» ARTICLE:
◇ ◇ ◇ ◇ ◇

Monday, May 22, 2006

(So as not to say only good things about myself . . .)

I've found myself to be . . . 'annoyingly independent' lately. Kind of like a little kid, maybe putting on shoes a way that's just wrong, never willing to accept help from anyone. Luckily, it doesn't seem to be seeping into every aspect of my life, but I've seen it a couple of times so far.

The first time I noticed it was when my new roommate, Marty, seemed to think that I needed to know how he cuts his strawberries - and he wouldn't let me do it the way I felt more comfortable without making sure I at least tried doing it his way. It was rather frustrating. Not only did I not want to have anyone tell me I was doing something wrong in the cooking world, but I just didn't like the way he wanted me to do it. Hmm.

◇ ◇ ◇ ◇ ◇

» EXCERPTED RECORDS:

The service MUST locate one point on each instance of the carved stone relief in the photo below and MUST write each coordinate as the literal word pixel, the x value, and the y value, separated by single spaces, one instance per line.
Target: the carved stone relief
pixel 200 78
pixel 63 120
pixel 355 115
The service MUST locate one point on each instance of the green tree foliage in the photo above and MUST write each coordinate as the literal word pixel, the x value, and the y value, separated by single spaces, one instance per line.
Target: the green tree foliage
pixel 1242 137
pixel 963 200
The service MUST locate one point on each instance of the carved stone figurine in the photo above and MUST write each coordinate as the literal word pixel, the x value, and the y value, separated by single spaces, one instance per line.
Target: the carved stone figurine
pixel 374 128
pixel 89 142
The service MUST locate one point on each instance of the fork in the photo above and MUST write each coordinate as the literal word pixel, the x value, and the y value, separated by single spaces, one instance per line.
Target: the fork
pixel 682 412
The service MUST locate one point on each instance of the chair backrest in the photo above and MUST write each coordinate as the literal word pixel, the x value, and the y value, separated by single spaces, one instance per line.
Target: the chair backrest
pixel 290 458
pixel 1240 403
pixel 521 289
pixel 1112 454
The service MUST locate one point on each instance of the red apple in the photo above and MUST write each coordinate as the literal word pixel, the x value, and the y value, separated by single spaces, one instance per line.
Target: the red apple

◇ ◇ ◇ ◇ ◇

» TASK DETAILS:
Reproduce the blog entry about being "annoyingly independent" above, word for word and in full.

» RESULT OF THE EXERCISE:
Monday, May 22, 2006

(So as not to say only good things about myself . . .)

I've found myself to be . . . 'annoyingly independent' lately. Kind of like a little kid, maybe putting on shoes a way that's just wrong, never willing to accept help from anyone. Luckily, it doesn't seem to be seeping into every aspect of my life, but I've seen it a couple of times so far.

The first time I noticed it was when my new roommate, Marty, seemed to think that I needed to know how he cuts his strawberries - and he wouldn't let me do it the way I felt more comfortable without making sure I at least tried doing it his way. It was rather frustrating. Not only did I not want to have anyone tell me I was doing something wrong in the cooking world, but I just didn't like the way he wanted me to do it. Hmm.